◆ **Problema curto 1**: Por favor, retire dos registros todas as linhas que contêm a palavra "glacier", levando em conta maiúsculas e minúsculas.

Uma declaração do presidente Jair Bolsonaro pedindo juros mais baixos no Banco do Brasil colocou um freio no movimento de alta do Ibovespa nesta segunda-feira, 29. O índice, que avançava para o patamar dos 97 mil pontos, cedeu com a virada dos bancos para o terreno negativo e oscilou próximo à estabilidade durante todo o período da tarde. Ao final do pregão, o indicador marcou 96.187,75 pontos, com baixa de 0,05%. Os negócios somaram R$ 10,1 bilhões e ficaram abaixo da média dos últimos dias, justamente pelo longo período operando em torno da estabilidade. Durante sua participação na abertura da Agrishow, Bolsonaro defendeu a redução dos juros do Banco do Brasil para o fomento ao crédito rural. O presidente se dirigiu ao presidente do BB, Rubem Novaes, e, em tom de bom humor, disse: "Apelo, Rubem, para seu coração e patriotismo, que esses juros caiam um pouco mais". Bolsonaro afirmou durante o evento que o governo irá liberar R$ 1 bilhão para o programa de seguro rural, mas não detalhes sobre o crédito.

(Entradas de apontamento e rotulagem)
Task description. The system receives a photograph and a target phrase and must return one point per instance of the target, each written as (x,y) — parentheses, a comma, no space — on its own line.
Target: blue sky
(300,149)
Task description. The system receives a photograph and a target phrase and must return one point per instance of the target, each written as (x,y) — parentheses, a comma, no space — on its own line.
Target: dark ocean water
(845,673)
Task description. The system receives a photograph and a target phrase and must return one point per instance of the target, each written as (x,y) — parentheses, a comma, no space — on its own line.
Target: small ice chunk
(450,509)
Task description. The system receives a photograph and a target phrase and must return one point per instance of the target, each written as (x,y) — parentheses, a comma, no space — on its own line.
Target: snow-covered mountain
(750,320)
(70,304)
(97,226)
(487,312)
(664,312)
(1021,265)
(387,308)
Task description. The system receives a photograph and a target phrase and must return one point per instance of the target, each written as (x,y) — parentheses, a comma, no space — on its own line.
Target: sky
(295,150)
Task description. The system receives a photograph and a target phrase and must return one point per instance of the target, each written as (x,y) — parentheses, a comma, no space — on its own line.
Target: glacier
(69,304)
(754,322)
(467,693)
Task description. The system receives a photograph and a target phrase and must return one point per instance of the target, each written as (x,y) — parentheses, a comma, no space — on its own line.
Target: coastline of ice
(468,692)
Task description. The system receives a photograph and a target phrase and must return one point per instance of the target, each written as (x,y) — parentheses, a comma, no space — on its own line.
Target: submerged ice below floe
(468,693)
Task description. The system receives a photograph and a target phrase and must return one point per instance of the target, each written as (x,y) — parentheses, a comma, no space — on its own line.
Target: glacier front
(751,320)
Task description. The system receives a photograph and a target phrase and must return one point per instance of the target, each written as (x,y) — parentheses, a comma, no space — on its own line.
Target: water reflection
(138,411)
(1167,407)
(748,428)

◆ **Problema curto 2**: Extraia o texto sobre o Ibovespa por inteiro, sem alterar nada.

◆ **Resultado final 1**:
Target: glacier
Target: glacier front

◆ **Resultado final 2**:
Uma declaração do presidente Jair Bolsonaro pedindo juros mais baixos no Banco do Brasil colocou um freio no movimento de alta do Ibovespa nesta segunda-feira, 29. O índice, que avançava para o patamar dos 97 mil pontos, cedeu com a virada dos bancos para o terreno negativo e oscilou próximo à estabilidade durante todo o período da tarde. Ao final do pregão, o indicador marcou 96.187,75 pontos, com baixa de 0,05%. Os negócios somaram R$ 10,1 bilhões e ficaram abaixo da média dos últimos dias, justamente pelo longo período operando em torno da estabilidade. Durante sua participação na abertura da Agrishow, Bolsonaro defendeu a redução dos juros do Banco do Brasil para o fomento ao crédito rural. O presidente se dirigiu ao presidente do BB, Rubem Novaes, e, em tom de bom humor, disse: "Apelo, Rubem, para seu coração e patriotismo, que esses juros caiam um pouco mais". Bolsonaro afirmou durante o evento que o governo irá liberar R$ 1 bilhão para o programa de seguro rural, mas não detalhes sobre o crédito.